Selected excerpt
=== Section Start ===

Information Literacy Activities

Central Piedmont Faculty

Welcome to the CPCC Library Instruction Guide for Information Literacy. 

This guide is for faculty. Activities are included for classroom learning of information literacy concepts, like the CRAAP test, understanding databases, scholarly sources, plagiarism, and more.

These activities:

  • Have been tested in the classroom
  • Are aligned with ACRL's Framework for Information Literacy

At the bottom of this page is the Library Carousel activity. This activity works well as a pre-test to evaluate how much students already know about databases, searching, and evaluating information.

Library Carousel Activity - General Introduction to Research

This is a great ice-breaker / pre-test activity when introducing research. 

Time: 20 minutes

On the 4 whiteboards are questions.  Each row is a group.  Assign a group to a whiteboard.  The possible questions:

  1. What is a database?  What is IN a database?  Give an example of one in real life.
  2. Describe the differences between a database and a search engine?  Give an example of each.
  3. You need to find 5 sources for your library research assignment.  What is an example of a source? 
  4. How can you tell if a website is trustworthy?
  5. What are some ways you choose a source for your paper/speech?
  6. What kinds of things might you find in a library catalog? 
  7. For the library research assignment, you are required to have a topic.  Write down your topic using one or two words or phrases.

Each row/group gets a different colored marker.  They start at the board and have 2 minutes to brainstorm their question and write responses.  After two minutes, they move to the next board (bringing their markers).  They can write additional responses to the prompt, or agree with the previous group(s) by adding a checkmark, OR disagree by adding a question mark next to a statement.  The colors show which groups question other groups in order to generate discussion.

=== Section End ===

Listed entries
=== Section Start ===

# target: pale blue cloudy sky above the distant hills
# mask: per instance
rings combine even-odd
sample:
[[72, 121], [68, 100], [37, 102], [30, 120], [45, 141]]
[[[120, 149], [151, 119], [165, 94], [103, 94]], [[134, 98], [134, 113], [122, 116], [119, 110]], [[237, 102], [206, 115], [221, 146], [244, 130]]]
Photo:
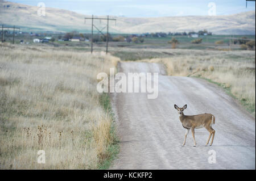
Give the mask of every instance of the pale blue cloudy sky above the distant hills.
[[159, 17], [188, 15], [229, 15], [255, 11], [255, 2], [245, 0], [7, 0], [37, 6], [75, 11], [84, 15], [111, 15], [125, 17]]

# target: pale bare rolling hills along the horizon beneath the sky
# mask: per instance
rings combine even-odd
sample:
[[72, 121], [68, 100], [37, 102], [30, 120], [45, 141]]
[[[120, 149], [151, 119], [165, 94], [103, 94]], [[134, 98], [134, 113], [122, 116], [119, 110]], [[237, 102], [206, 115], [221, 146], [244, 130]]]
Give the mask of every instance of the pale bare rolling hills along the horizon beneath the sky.
[[[0, 24], [19, 26], [22, 31], [89, 32], [90, 20], [76, 12], [46, 8], [46, 16], [37, 15], [38, 7], [0, 0]], [[219, 35], [255, 35], [255, 11], [221, 16], [168, 16], [159, 18], [117, 19], [117, 25], [110, 23], [113, 33], [183, 32], [207, 29]], [[97, 26], [104, 28], [105, 22], [97, 20]], [[106, 30], [106, 29], [105, 29]]]

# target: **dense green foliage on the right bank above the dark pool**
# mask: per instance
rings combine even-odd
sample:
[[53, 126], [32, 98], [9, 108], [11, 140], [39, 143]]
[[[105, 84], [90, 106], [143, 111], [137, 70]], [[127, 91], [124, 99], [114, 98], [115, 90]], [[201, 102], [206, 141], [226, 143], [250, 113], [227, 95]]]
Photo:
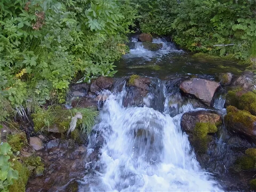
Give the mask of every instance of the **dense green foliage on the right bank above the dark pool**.
[[183, 49], [216, 58], [247, 60], [256, 55], [255, 1], [133, 1], [140, 5], [142, 32], [171, 34]]

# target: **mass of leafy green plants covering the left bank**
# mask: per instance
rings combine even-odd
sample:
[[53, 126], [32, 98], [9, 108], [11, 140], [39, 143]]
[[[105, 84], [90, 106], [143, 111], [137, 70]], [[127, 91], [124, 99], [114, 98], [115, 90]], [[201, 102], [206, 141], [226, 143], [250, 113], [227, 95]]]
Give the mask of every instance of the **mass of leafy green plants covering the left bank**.
[[[112, 76], [137, 13], [130, 1], [112, 0], [2, 0], [0, 7], [0, 95], [15, 106], [31, 98], [63, 103], [70, 82]], [[3, 103], [0, 112], [11, 113]]]

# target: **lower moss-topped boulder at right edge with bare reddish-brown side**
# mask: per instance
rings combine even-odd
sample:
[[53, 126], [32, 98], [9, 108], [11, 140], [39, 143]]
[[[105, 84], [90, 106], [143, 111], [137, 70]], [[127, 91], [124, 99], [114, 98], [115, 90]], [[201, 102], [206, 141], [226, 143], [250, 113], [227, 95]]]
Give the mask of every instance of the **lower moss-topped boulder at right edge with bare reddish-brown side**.
[[241, 133], [255, 139], [256, 136], [256, 116], [249, 111], [238, 110], [234, 106], [227, 107], [227, 127], [230, 131]]

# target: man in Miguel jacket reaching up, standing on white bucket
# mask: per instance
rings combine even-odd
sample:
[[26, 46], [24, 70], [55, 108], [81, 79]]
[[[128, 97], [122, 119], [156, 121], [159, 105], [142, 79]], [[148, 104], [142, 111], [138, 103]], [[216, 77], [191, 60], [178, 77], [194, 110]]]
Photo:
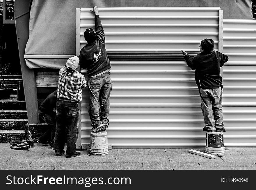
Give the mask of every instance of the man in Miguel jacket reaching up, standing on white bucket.
[[90, 104], [88, 112], [92, 122], [92, 132], [104, 131], [109, 126], [109, 97], [112, 82], [110, 61], [105, 49], [105, 34], [99, 18], [99, 8], [93, 7], [95, 30], [87, 28], [84, 39], [87, 41], [79, 55], [81, 68], [87, 69]]

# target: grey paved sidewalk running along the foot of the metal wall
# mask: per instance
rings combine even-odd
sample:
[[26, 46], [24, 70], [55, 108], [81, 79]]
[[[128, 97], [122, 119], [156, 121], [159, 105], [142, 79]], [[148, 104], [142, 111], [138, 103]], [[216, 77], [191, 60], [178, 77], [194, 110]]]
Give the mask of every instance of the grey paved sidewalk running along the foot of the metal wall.
[[89, 156], [89, 150], [81, 155], [56, 157], [50, 146], [35, 144], [29, 151], [10, 149], [9, 143], [0, 143], [0, 169], [228, 169], [255, 170], [256, 148], [228, 148], [225, 155], [215, 159], [188, 152], [193, 149], [112, 149], [108, 155]]

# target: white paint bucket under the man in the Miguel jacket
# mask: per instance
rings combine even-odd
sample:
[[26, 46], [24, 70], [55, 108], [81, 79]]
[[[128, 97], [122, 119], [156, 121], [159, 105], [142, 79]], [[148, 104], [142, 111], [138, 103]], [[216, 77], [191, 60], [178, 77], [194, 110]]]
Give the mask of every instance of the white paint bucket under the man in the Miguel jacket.
[[91, 132], [90, 154], [106, 155], [109, 153], [107, 131]]

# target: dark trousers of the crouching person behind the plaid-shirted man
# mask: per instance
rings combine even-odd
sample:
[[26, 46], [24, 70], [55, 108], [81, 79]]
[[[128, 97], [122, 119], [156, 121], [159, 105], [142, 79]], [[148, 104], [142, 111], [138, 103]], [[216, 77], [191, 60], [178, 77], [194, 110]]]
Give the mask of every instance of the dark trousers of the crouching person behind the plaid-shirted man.
[[47, 142], [48, 140], [50, 140], [50, 144], [53, 145], [54, 142], [54, 136], [55, 136], [55, 128], [56, 128], [56, 118], [53, 115], [49, 115], [47, 113], [45, 113], [42, 116], [42, 119], [45, 121], [45, 123], [47, 123], [47, 131], [42, 134], [38, 140], [42, 141], [42, 142]]

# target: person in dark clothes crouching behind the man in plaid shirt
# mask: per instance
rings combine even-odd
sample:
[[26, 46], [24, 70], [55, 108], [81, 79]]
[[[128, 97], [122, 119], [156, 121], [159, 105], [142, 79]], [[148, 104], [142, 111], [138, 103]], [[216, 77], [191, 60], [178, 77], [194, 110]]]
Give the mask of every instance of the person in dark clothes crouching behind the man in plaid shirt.
[[50, 144], [53, 149], [56, 128], [56, 102], [57, 90], [49, 94], [38, 108], [39, 115], [47, 123], [49, 129], [37, 139], [37, 142], [43, 145]]

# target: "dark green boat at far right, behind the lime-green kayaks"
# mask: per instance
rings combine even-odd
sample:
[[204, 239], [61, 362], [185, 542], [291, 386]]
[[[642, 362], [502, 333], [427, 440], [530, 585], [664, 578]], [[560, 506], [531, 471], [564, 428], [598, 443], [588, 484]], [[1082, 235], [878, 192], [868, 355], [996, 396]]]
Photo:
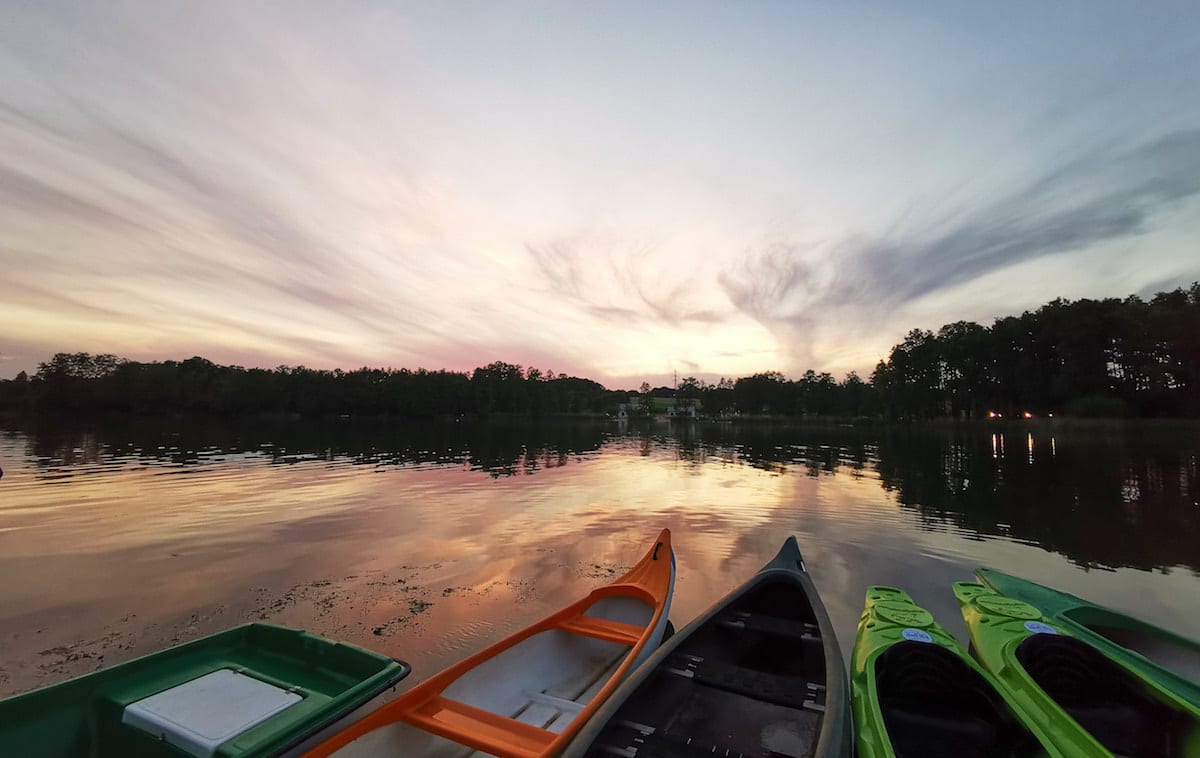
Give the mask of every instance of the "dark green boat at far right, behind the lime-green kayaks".
[[1104, 655], [1200, 706], [1200, 642], [1002, 571], [979, 568], [976, 576], [1001, 595], [1033, 606]]

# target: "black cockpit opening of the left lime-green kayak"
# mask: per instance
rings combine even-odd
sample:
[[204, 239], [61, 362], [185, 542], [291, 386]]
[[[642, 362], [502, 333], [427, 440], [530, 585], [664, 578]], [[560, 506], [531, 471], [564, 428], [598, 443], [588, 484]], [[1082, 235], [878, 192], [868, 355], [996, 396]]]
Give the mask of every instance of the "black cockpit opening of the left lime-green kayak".
[[875, 687], [896, 758], [1045, 756], [995, 688], [941, 645], [892, 645], [875, 660]]

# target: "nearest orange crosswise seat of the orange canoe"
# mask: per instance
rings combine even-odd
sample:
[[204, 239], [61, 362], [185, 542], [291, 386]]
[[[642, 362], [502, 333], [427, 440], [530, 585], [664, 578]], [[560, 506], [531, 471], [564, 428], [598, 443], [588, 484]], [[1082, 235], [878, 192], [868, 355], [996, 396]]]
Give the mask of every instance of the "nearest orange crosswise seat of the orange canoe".
[[404, 721], [460, 745], [494, 756], [528, 756], [546, 752], [557, 734], [492, 711], [444, 697], [433, 697], [403, 717]]

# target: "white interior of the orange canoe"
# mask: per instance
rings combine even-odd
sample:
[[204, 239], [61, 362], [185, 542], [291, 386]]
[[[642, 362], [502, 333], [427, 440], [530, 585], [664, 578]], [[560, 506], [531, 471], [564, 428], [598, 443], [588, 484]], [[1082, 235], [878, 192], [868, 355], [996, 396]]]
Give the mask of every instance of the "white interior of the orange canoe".
[[[566, 625], [541, 632], [509, 648], [463, 674], [434, 700], [443, 714], [445, 710], [457, 710], [464, 720], [470, 720], [472, 710], [478, 709], [538, 729], [562, 733], [612, 678], [630, 649], [637, 644], [642, 628], [653, 618], [654, 606], [642, 600], [630, 596], [602, 597], [578, 618], [580, 622], [575, 628]], [[599, 622], [592, 625], [589, 619]], [[616, 624], [602, 624], [604, 621]], [[667, 608], [664, 608], [650, 644], [642, 649], [641, 658], [649, 657], [661, 642], [666, 622]], [[625, 625], [629, 627], [628, 637], [622, 639]], [[601, 639], [596, 633], [602, 633], [608, 639]], [[630, 670], [638, 663], [641, 661], [635, 661]], [[466, 758], [488, 753], [446, 740], [410, 723], [394, 722], [364, 734], [335, 754], [342, 758]]]

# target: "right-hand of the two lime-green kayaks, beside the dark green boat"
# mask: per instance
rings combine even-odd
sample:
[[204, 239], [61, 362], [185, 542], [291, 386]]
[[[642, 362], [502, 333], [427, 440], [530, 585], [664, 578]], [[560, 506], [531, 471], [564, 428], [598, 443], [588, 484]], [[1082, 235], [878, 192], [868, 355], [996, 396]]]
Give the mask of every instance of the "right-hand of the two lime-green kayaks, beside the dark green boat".
[[954, 596], [979, 663], [1069, 756], [1200, 756], [1200, 709], [1048, 619], [971, 582]]

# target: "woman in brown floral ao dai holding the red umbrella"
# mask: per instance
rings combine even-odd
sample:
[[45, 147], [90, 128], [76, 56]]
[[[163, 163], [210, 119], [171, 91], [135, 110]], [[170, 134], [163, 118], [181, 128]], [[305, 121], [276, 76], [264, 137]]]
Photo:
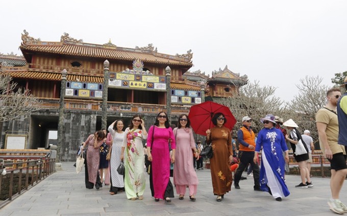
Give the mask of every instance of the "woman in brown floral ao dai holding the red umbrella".
[[231, 190], [233, 182], [230, 164], [233, 161], [233, 144], [230, 130], [224, 126], [227, 122], [223, 113], [218, 112], [212, 117], [214, 127], [206, 131], [206, 141], [211, 143], [213, 157], [210, 158], [213, 194], [220, 202]]

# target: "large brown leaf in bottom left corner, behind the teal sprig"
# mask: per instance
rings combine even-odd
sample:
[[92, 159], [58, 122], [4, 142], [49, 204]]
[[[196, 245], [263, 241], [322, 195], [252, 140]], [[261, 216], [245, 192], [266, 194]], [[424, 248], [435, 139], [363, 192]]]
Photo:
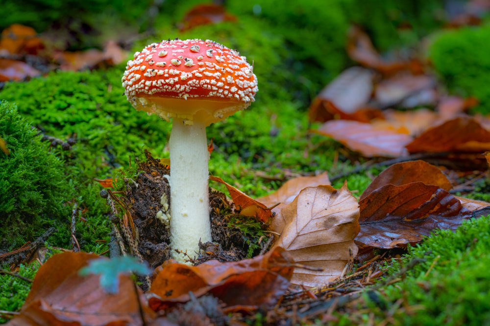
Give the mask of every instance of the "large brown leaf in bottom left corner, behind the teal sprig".
[[119, 294], [110, 295], [99, 286], [99, 276], [78, 275], [80, 268], [96, 258], [71, 252], [50, 258], [39, 268], [21, 314], [7, 325], [142, 325], [137, 295], [146, 320], [154, 318], [155, 313], [145, 304], [143, 294], [136, 294], [128, 276], [120, 276]]

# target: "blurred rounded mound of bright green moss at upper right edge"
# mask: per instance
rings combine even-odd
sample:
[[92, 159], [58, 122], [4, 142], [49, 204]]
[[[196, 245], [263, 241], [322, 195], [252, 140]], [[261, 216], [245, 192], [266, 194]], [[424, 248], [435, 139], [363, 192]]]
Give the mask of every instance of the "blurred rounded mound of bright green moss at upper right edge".
[[430, 47], [430, 59], [449, 90], [475, 96], [474, 111], [490, 112], [490, 25], [442, 33]]

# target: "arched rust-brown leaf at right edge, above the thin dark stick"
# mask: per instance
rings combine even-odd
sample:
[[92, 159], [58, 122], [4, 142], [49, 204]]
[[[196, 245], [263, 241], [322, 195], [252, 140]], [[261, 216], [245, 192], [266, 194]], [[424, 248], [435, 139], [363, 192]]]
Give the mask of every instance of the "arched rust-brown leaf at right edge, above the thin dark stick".
[[471, 117], [458, 117], [430, 128], [407, 146], [416, 152], [483, 152], [490, 148], [490, 132]]

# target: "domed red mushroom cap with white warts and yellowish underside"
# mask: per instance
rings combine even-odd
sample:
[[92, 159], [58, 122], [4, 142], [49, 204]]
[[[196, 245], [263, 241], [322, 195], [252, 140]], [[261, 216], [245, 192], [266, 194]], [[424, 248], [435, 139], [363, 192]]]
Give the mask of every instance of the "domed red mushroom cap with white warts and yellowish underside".
[[245, 57], [206, 40], [148, 45], [127, 63], [123, 87], [137, 110], [189, 124], [223, 120], [255, 101], [257, 77]]

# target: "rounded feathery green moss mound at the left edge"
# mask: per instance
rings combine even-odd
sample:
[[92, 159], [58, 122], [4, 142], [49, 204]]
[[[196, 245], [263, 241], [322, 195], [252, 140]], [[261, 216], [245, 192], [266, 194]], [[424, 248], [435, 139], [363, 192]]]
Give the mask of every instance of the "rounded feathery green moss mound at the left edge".
[[0, 246], [33, 240], [70, 212], [63, 162], [42, 143], [15, 106], [0, 103], [0, 137], [10, 155], [0, 153]]

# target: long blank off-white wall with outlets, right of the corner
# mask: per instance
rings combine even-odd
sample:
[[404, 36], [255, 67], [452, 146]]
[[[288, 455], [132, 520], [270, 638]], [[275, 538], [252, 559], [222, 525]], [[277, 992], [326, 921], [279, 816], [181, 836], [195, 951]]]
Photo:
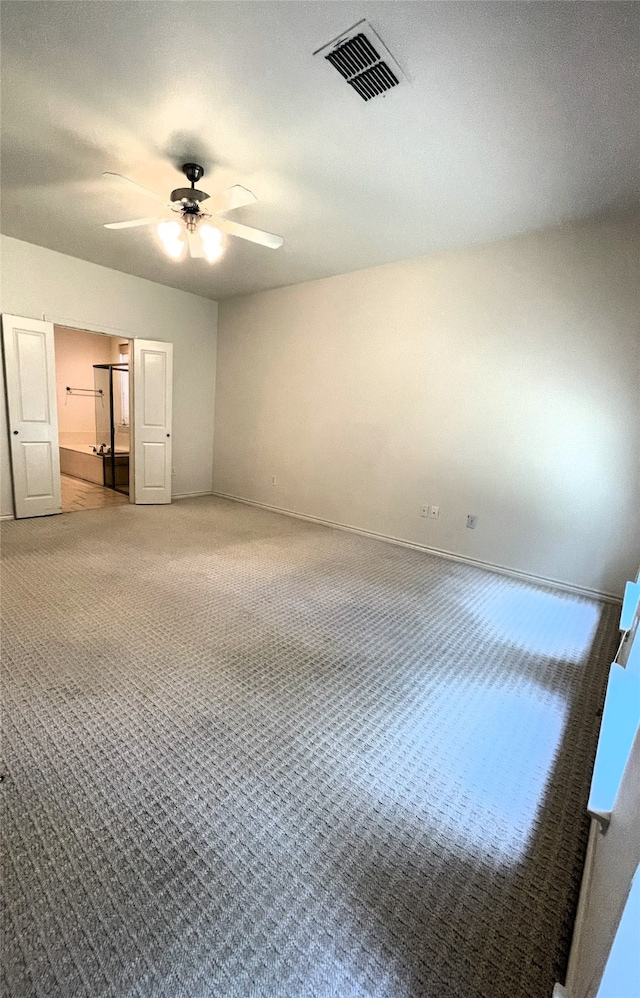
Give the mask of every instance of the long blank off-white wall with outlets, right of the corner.
[[214, 488], [620, 594], [639, 243], [567, 226], [222, 303]]

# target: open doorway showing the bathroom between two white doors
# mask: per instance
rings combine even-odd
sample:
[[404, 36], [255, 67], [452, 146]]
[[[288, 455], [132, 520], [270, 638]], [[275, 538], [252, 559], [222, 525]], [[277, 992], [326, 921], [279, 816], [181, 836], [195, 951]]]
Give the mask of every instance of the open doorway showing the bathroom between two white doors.
[[129, 502], [129, 340], [54, 326], [63, 513]]

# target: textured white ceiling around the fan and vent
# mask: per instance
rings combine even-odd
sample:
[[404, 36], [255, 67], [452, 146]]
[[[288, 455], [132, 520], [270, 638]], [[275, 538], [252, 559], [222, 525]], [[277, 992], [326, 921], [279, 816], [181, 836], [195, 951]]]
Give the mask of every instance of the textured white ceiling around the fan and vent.
[[[635, 202], [640, 4], [4, 0], [2, 231], [222, 299]], [[312, 52], [368, 18], [411, 77], [365, 103]], [[154, 214], [195, 159], [279, 233], [168, 260]]]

=== Section End ===

Assignment 1
According to the library guide on information literacy activities, how much time does each group get at a whiteboard before moving to the next one?
Assignment 2
Write what comes next in the library guide on information literacy activities, starting after its final sentence.

Answer area 1
Two minutes.

Answer area 2
Groups arrive back at their original station.  They have a minute or two to summarize what’s on the board and present to the rest of class.  Discussion ensues with “challenging” statements between groups.  Librarian facilitates.

Assessment would be a post-test, based on the original pre-test questions:

  1. What is a database?  What is IN a database?  Give an example of one in real life.
  2. Describe the differences between a database and a search engine?  Give an example of each.
  3. You need to find 5 sources for your library research assignment.  What is an example of a source? 
  4. How can you tell if a website is trustworthy?

Christy 2015: I have used this activity in ENG 111 and it works. 

  • Students are engaged
  • Boisterous
  • Argumentative
  • Usually understand pretty well what a database is and what a website is if they have to explain it on their own, without having to prove something to the instructor.